Exercise: Count the lines in the records below that contain the string "water", treating uppercase and lowercase letters as different. Reply with only the number.
>> Begin Data supplied
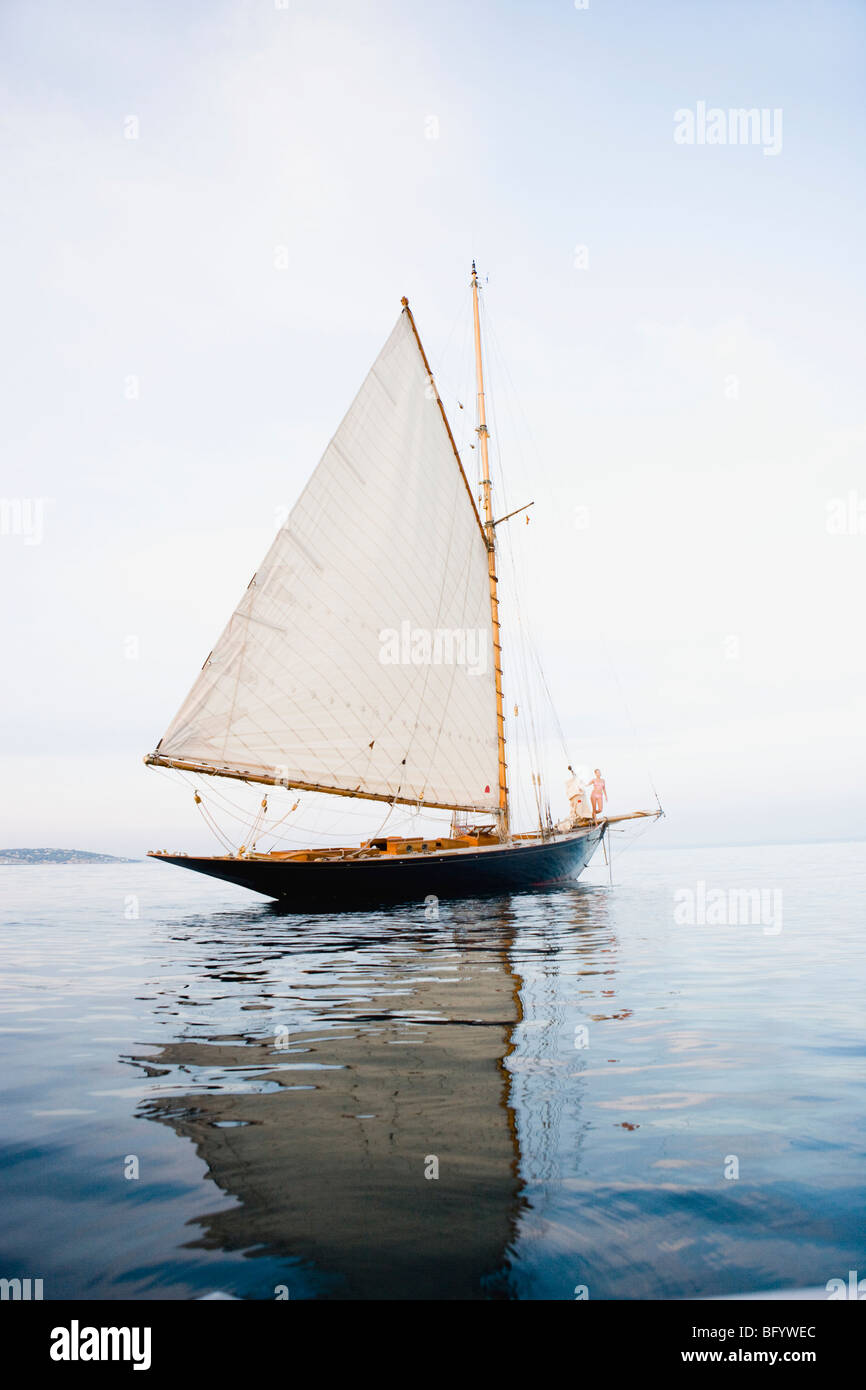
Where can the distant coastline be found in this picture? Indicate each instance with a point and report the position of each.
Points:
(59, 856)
>> End Data supplied
>> Begin Data supplied
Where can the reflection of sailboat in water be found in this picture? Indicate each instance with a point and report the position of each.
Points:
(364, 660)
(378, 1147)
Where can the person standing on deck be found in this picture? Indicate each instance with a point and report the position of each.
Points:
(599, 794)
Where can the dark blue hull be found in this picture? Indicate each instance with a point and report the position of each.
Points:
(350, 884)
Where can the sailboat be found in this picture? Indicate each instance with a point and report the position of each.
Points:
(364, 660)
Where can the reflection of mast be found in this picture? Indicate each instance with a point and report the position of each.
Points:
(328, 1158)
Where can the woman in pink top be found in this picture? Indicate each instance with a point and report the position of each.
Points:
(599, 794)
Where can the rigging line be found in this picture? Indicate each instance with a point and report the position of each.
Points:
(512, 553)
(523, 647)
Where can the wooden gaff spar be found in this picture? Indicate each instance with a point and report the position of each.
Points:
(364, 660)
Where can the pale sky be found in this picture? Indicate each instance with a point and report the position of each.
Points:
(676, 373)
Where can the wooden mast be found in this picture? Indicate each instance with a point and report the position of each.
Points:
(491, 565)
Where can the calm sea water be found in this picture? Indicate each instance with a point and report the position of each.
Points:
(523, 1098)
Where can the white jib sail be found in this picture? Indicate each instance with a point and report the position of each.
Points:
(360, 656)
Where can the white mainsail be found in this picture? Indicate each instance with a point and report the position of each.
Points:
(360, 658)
>> End Data supplied
>> Begin Data supplied
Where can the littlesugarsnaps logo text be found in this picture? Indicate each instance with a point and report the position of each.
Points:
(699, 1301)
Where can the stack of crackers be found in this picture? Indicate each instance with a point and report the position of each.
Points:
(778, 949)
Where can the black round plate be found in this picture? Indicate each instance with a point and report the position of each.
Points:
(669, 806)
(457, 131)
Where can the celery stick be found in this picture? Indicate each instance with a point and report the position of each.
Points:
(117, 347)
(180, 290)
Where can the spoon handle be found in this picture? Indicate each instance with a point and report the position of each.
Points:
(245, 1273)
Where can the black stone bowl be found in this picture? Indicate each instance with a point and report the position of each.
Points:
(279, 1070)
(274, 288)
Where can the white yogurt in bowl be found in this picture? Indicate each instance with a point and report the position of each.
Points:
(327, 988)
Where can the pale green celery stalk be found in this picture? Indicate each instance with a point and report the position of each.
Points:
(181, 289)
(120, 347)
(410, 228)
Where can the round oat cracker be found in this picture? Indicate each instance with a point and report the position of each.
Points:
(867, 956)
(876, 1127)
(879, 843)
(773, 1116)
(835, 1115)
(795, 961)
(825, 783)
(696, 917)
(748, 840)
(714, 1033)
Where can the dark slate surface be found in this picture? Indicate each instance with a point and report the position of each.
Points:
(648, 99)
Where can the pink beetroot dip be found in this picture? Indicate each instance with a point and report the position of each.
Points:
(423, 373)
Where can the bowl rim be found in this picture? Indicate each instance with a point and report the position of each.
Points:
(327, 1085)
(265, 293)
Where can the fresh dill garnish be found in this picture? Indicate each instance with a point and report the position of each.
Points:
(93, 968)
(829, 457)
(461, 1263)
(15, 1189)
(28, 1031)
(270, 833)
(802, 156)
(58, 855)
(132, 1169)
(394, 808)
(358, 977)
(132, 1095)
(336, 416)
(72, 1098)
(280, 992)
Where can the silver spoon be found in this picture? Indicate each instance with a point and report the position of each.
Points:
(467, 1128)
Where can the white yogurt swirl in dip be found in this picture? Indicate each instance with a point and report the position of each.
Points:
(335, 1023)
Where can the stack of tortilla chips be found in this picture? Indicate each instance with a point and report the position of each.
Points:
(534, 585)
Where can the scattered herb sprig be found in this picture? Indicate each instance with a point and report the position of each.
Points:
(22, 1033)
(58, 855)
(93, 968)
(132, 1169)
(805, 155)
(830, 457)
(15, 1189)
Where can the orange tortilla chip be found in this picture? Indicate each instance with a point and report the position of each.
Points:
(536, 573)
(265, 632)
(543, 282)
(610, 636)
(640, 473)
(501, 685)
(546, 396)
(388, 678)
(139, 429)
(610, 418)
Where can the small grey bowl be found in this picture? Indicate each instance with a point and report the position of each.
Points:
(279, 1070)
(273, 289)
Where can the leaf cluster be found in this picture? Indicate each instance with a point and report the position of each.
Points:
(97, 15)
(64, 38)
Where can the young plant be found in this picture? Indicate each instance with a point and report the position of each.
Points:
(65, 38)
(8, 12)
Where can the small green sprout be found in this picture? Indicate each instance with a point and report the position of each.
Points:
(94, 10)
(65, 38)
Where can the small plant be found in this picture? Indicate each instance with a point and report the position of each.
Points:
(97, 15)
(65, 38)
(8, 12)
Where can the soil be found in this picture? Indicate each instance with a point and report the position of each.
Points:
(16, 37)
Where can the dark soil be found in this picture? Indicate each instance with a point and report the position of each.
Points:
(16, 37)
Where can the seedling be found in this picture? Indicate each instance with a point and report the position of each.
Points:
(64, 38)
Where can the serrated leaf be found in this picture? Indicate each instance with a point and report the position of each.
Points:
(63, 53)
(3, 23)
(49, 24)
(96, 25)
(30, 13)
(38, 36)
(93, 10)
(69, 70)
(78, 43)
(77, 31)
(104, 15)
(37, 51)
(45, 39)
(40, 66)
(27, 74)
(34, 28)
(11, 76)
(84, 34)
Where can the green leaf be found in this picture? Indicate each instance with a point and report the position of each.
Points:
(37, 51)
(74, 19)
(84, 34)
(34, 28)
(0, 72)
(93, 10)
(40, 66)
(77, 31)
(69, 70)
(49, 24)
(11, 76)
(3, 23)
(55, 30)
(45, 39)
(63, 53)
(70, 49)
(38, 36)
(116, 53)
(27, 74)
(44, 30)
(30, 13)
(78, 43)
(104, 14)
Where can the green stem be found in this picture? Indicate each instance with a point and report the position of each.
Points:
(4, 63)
>> End Data supplied
Finished answer: 2